* **WORK ITEM**
Set down the records that follow exactly and completely.

* **Stored data entries**
- - -

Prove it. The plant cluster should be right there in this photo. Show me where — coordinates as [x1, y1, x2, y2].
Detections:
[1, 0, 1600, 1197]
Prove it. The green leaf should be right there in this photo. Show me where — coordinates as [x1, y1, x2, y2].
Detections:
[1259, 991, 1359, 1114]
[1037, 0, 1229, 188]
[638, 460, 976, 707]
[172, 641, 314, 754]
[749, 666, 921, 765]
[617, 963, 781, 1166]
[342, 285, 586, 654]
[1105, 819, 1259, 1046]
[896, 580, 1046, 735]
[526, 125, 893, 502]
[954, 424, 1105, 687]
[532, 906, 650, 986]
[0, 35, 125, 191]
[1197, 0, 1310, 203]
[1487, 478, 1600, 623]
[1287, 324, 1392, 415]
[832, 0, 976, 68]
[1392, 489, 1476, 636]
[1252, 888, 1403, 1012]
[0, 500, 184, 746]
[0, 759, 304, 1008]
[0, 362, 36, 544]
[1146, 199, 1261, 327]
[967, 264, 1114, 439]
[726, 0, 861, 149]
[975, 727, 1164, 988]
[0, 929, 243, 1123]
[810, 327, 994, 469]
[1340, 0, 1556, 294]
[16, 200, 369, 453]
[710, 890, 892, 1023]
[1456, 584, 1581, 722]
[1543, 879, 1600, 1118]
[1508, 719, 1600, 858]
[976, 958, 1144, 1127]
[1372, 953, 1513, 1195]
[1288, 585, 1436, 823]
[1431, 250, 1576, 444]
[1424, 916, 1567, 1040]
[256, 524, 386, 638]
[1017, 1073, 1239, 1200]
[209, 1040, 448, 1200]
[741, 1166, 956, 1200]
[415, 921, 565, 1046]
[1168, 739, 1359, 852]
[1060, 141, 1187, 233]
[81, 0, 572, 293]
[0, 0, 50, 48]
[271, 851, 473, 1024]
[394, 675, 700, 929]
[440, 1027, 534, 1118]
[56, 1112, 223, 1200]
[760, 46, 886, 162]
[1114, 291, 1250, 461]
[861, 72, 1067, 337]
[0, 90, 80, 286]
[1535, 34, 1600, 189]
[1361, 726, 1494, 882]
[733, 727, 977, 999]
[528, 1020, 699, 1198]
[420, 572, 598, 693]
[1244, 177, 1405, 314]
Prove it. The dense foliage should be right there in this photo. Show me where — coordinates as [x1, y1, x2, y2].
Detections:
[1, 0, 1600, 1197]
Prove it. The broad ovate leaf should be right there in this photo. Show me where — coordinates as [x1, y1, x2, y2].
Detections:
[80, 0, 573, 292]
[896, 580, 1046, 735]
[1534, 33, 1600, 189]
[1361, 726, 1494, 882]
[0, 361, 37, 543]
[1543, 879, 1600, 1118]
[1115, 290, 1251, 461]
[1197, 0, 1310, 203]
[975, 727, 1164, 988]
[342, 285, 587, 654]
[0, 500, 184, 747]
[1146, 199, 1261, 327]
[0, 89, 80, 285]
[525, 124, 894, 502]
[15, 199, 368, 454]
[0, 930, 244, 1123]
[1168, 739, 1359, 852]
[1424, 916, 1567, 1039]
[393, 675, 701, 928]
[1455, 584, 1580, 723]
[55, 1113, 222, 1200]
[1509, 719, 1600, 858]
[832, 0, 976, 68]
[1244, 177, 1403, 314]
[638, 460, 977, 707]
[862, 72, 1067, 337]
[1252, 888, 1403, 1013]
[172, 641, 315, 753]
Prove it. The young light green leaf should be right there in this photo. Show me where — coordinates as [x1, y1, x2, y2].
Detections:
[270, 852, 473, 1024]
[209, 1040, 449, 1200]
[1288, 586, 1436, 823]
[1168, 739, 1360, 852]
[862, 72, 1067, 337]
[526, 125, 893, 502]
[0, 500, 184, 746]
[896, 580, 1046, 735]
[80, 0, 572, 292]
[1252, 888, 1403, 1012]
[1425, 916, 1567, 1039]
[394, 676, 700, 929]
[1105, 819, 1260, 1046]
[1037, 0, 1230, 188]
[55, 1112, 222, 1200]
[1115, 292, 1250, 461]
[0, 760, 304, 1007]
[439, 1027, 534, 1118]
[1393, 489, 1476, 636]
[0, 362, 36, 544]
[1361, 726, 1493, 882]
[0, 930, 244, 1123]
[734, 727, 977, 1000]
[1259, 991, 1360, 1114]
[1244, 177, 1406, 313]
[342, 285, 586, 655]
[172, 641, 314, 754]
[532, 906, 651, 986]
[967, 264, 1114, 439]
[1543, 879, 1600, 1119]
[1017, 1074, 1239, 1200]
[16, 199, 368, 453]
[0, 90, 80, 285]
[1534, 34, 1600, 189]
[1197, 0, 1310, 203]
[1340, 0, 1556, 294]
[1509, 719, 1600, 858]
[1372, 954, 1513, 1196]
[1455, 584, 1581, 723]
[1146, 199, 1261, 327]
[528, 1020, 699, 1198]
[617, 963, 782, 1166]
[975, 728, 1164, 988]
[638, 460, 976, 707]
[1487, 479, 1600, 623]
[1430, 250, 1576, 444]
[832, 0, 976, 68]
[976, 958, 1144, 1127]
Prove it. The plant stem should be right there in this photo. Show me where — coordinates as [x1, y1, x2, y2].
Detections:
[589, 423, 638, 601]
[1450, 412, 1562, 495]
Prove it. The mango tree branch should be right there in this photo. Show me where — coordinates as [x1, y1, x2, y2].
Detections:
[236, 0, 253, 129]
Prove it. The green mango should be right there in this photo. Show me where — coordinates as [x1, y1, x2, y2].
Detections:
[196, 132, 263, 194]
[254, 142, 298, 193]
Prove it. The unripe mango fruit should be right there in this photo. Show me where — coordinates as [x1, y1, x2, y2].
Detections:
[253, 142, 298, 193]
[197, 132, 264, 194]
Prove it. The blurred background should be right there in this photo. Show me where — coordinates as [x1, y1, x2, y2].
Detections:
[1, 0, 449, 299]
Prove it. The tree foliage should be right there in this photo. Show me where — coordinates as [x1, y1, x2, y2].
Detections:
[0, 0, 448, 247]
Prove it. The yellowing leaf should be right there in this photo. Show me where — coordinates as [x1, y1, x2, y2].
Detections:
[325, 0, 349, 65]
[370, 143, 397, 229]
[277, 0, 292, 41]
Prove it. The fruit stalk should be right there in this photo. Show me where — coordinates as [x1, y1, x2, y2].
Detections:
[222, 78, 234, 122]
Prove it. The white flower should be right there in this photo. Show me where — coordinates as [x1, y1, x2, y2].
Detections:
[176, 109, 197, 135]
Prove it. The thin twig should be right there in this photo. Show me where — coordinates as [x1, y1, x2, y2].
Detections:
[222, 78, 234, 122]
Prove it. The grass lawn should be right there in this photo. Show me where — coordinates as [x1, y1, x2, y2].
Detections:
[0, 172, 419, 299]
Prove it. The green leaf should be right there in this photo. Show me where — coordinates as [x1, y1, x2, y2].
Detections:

- - -

* **THE COMPLETED TASK**
Prove it. The plant cluster should be right there in this photo. Show me where — coordinates as [x1, y1, x2, y2].
Detections:
[1, 0, 1600, 1197]
Prove it. The green leaf should be right there in this photo. Show me where — coordinates as [x1, y1, x2, y2].
Detections:
[1259, 991, 1359, 1114]
[1037, 0, 1229, 188]
[638, 460, 976, 707]
[172, 641, 314, 754]
[749, 666, 921, 765]
[617, 963, 781, 1166]
[342, 285, 586, 654]
[1105, 819, 1259, 1046]
[896, 580, 1046, 735]
[526, 125, 893, 502]
[954, 424, 1105, 687]
[532, 906, 650, 986]
[0, 35, 125, 191]
[1197, 0, 1310, 203]
[1487, 478, 1600, 623]
[1287, 324, 1392, 415]
[832, 0, 976, 68]
[1392, 489, 1476, 636]
[1252, 888, 1403, 1012]
[0, 500, 184, 746]
[0, 759, 304, 1008]
[0, 362, 36, 544]
[1146, 199, 1261, 327]
[967, 264, 1114, 439]
[726, 0, 861, 149]
[975, 727, 1164, 988]
[0, 929, 243, 1123]
[810, 327, 994, 469]
[1340, 0, 1556, 294]
[16, 200, 369, 453]
[710, 890, 892, 1023]
[1456, 584, 1581, 722]
[1543, 879, 1600, 1118]
[1508, 719, 1600, 858]
[976, 958, 1144, 1127]
[1372, 953, 1513, 1195]
[1288, 585, 1436, 823]
[1431, 250, 1576, 444]
[1424, 916, 1567, 1040]
[256, 524, 386, 638]
[1017, 1073, 1239, 1200]
[209, 1040, 448, 1200]
[741, 1166, 956, 1200]
[415, 921, 565, 1046]
[1168, 739, 1359, 852]
[1060, 141, 1187, 233]
[81, 0, 572, 293]
[0, 0, 50, 48]
[271, 851, 473, 1024]
[394, 675, 700, 929]
[440, 1027, 534, 1118]
[56, 1112, 223, 1200]
[760, 46, 886, 162]
[1114, 291, 1250, 461]
[861, 72, 1067, 337]
[0, 90, 80, 286]
[1535, 34, 1600, 189]
[1361, 726, 1494, 882]
[733, 727, 977, 999]
[528, 1020, 699, 1198]
[420, 572, 598, 693]
[1244, 177, 1405, 314]
Prove it. The dense foliage should be right there in this photo. Show me where — coordinates as [x1, y1, x2, y2].
Detections:
[1, 0, 1600, 1197]
Prove it. The broad ovate leaf should be right there in this photo. Show me where — coordinates as [x1, y1, x2, y2].
Detections:
[80, 0, 573, 292]
[896, 580, 1046, 735]
[1534, 33, 1600, 189]
[1361, 726, 1494, 882]
[0, 361, 37, 543]
[1543, 879, 1600, 1118]
[1115, 290, 1251, 461]
[1197, 0, 1310, 203]
[975, 727, 1164, 988]
[342, 285, 587, 654]
[0, 500, 184, 747]
[1146, 199, 1261, 327]
[0, 89, 80, 285]
[525, 124, 894, 502]
[15, 199, 368, 454]
[0, 930, 244, 1123]
[1168, 739, 1359, 852]
[1424, 916, 1567, 1039]
[393, 675, 701, 928]
[1455, 584, 1580, 723]
[55, 1113, 222, 1200]
[1509, 719, 1600, 858]
[832, 0, 976, 68]
[1244, 177, 1403, 314]
[638, 460, 977, 707]
[862, 72, 1067, 337]
[1252, 888, 1403, 1013]
[172, 641, 315, 753]
Prove it. The young light green leaf should be right there in this photo. Show me where — coordinates as [x1, y1, x2, y2].
Detections:
[270, 852, 473, 1024]
[209, 1040, 449, 1200]
[1288, 586, 1436, 823]
[1168, 739, 1360, 852]
[862, 72, 1067, 337]
[526, 125, 893, 502]
[0, 500, 184, 746]
[896, 580, 1046, 735]
[80, 0, 572, 292]
[1252, 888, 1403, 1012]
[1425, 916, 1567, 1039]
[394, 676, 700, 929]
[1105, 819, 1260, 1046]
[1037, 0, 1230, 188]
[55, 1112, 222, 1200]
[1115, 292, 1250, 461]
[0, 760, 304, 1007]
[439, 1027, 534, 1118]
[1393, 489, 1476, 636]
[0, 362, 36, 544]
[1361, 726, 1493, 882]
[0, 930, 244, 1123]
[734, 727, 977, 1000]
[1259, 991, 1360, 1114]
[1244, 177, 1406, 313]
[342, 285, 586, 655]
[172, 641, 314, 754]
[532, 906, 651, 986]
[967, 264, 1114, 439]
[1543, 879, 1600, 1119]
[1017, 1074, 1239, 1200]
[16, 199, 368, 453]
[0, 90, 80, 285]
[1534, 34, 1600, 189]
[1197, 0, 1310, 203]
[1340, 0, 1556, 294]
[1509, 719, 1600, 858]
[1372, 954, 1513, 1196]
[1455, 584, 1581, 723]
[1146, 199, 1261, 327]
[528, 1020, 699, 1198]
[617, 963, 782, 1166]
[975, 728, 1164, 988]
[638, 460, 976, 707]
[1487, 479, 1600, 623]
[1430, 250, 1576, 444]
[832, 0, 976, 68]
[976, 958, 1144, 1127]
Prove it. The plant stem should be right there in this photo. Show me where — coordinates as [x1, y1, x2, y2].
Detections:
[589, 423, 638, 601]
[1450, 412, 1562, 495]
Prove it. The mango tree branch should be right there in this photo. Show me where — coordinates as [x1, y1, x2, y2].
Detections:
[236, 0, 253, 129]
Prove it. The green mango should be right there in this photo. Show me where — coordinates as [x1, y1, x2, y2].
Detections:
[196, 132, 263, 194]
[254, 142, 298, 193]
Prove it. The unripe mango fruit should be right there in this photo. Show me where — coordinates as [x1, y1, x2, y2].
Detections:
[253, 142, 298, 193]
[197, 132, 264, 194]
Prove it. The blurred background should be right there in this photo. Show me where — coordinates as [x1, y1, x2, y2].
Detections:
[1, 0, 449, 299]
Prove it. The tree foliage should be right there in this photo. Show me where — coordinates as [x1, y1, x2, y2].
Detections:
[0, 0, 448, 247]
Prove it. The yellowing leaf should be right there in this photo. Show me where — coordinates as [x1, y1, x2, y2].
Detections:
[325, 0, 349, 65]
[370, 143, 397, 229]
[277, 0, 292, 41]
Prove it. The fruit stalk should be right there in this photo. Show me where — coordinates as [x1, y1, x2, y2].
Detections:
[222, 78, 234, 122]
Prove it. The white flower should be right there in this photo. Show me where — coordinates as [x1, y1, x2, y2].
Detections:
[176, 109, 197, 135]
Prove it. The thin twig should be right there in this photo. Show me where — coordinates as [x1, y1, x2, y2].
Detections:
[222, 78, 234, 122]
Prove it. The grass lawn should be right there in this photo. Show me where — coordinates as [x1, y1, x2, y2].
Detections:
[0, 172, 419, 299]
Prove it. The green leaf should be right there in this photo. Show me where — coordinates as [x1, y1, x2, y2].
Detections:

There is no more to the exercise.